■ **PAGE EXTRACT**
* * * * * * * * *
Strong men from Sidon and Arvad, other neighboring Phoenician towns, were this ship’s rowers, and its pilots were wise men. The Phoenicians were peerless in their seamanship in antiquity. The repairmen on board were also wise men from the famous elders of Gebal (Byblos in Lebanon). All other trading peoples cooperated with Tyre because it was the leading merchant marine power of its day.

"The description of every lavish detail of the trading vessel that represents the city of Tyre is expressed as an elaboration of Tyre’s opinion of her own matchlessness: ’I am perfect in beauty’ (3)." [Note: Taylor, p. 192.]

Verses 10-11

Famous mercenaries from distant lands were on board; Tyre was able to attract warriors to fight for her because she was strong. But the outstanding men of Tyre itself were traders, not soldiers. These foreign soldiers came from as far away as Persia, Lud (Lydia in Anatolia, modern eastern Turkey), and Put (on the African coast of the southern Red Sea). Some authorities equate Put with Libya, but 30:5 treats them as two separate places. These soldiers contributed to the glory of Tyre’s reputation as a mighty city-state. Likewise the men of Arvad and the Gammadim (men of Gammad, places unknown) were part of her fighting force. They hung their shields on Tyre’s walls identifying themselves with her and pledging to defend her. The NIV translators believed Helech was the name of a place, namely, a region in southeast Anatolia (the later Roman province of Cilicia where the Apostle Paul grew up). The NASB editors preferred to translate this word as "your army."
* * * * * * * * *
■ **DATASET EXTRACT**
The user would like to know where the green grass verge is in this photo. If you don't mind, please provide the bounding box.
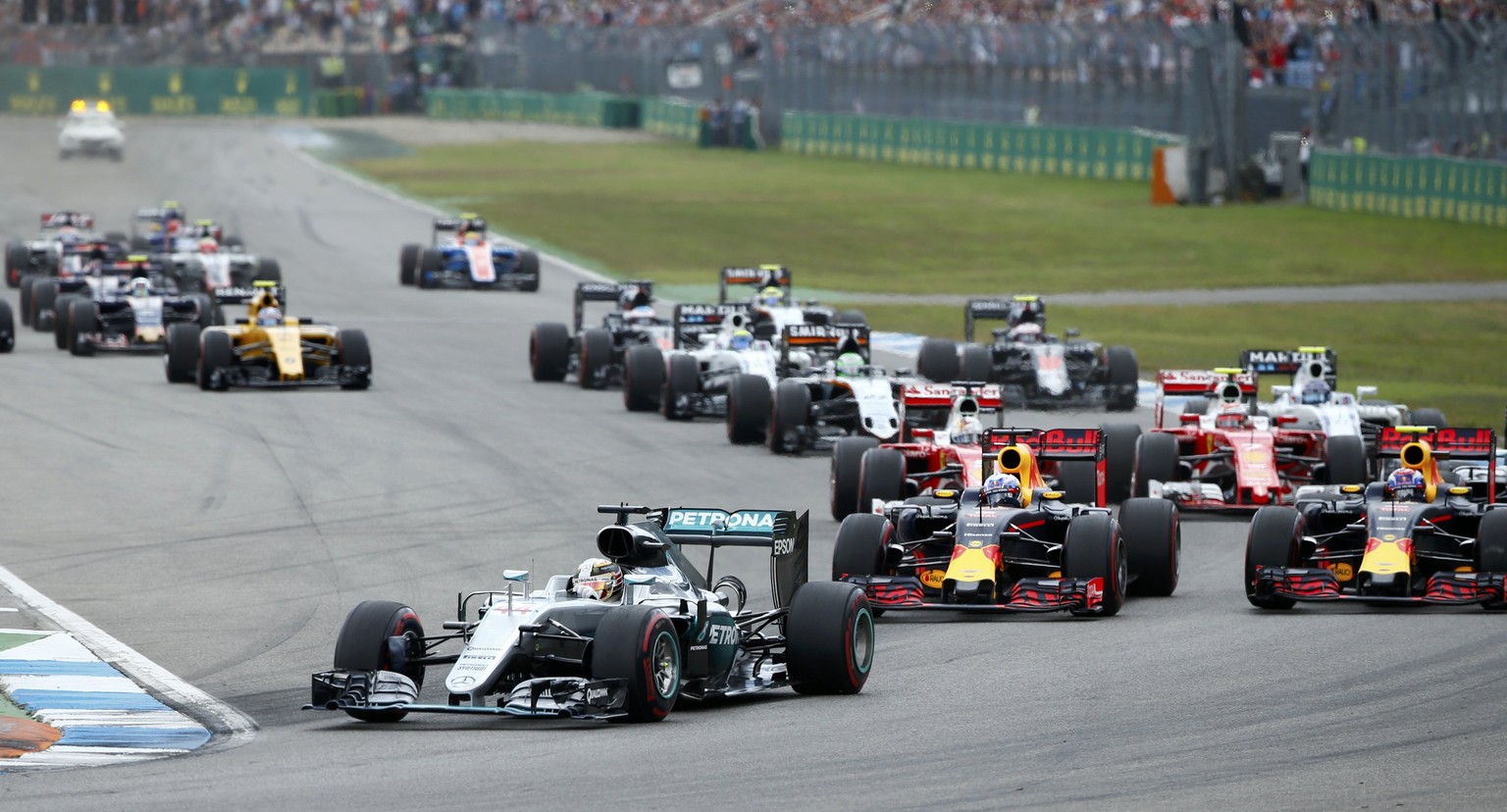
[352,141,1507,294]
[863,301,1507,431]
* * * * * * * * *
■ **WHAT IS ASKED**
• A. In the commentary on Tyre, which city's elders supplied the repairmen on board the ship?
• B. Reproduce the passage of the Tyre commentary from "Strong men from" to "of its day.".

■ **PER-TASK OUTPUTS**
• A. Gebal, which is Byblos in Lebanon.

• B.
Strong men from Sidon and Arvad, other neighboring Phoenician towns, were this ship’s rowers, and its pilots were wise men. The Phoenicians were peerless in their seamanship in antiquity. The repairmen on board were also wise men from the famous elders of Gebal (Byblos in Lebanon). All other trading peoples cooperated with Tyre because it was the leading merchant marine power of its day.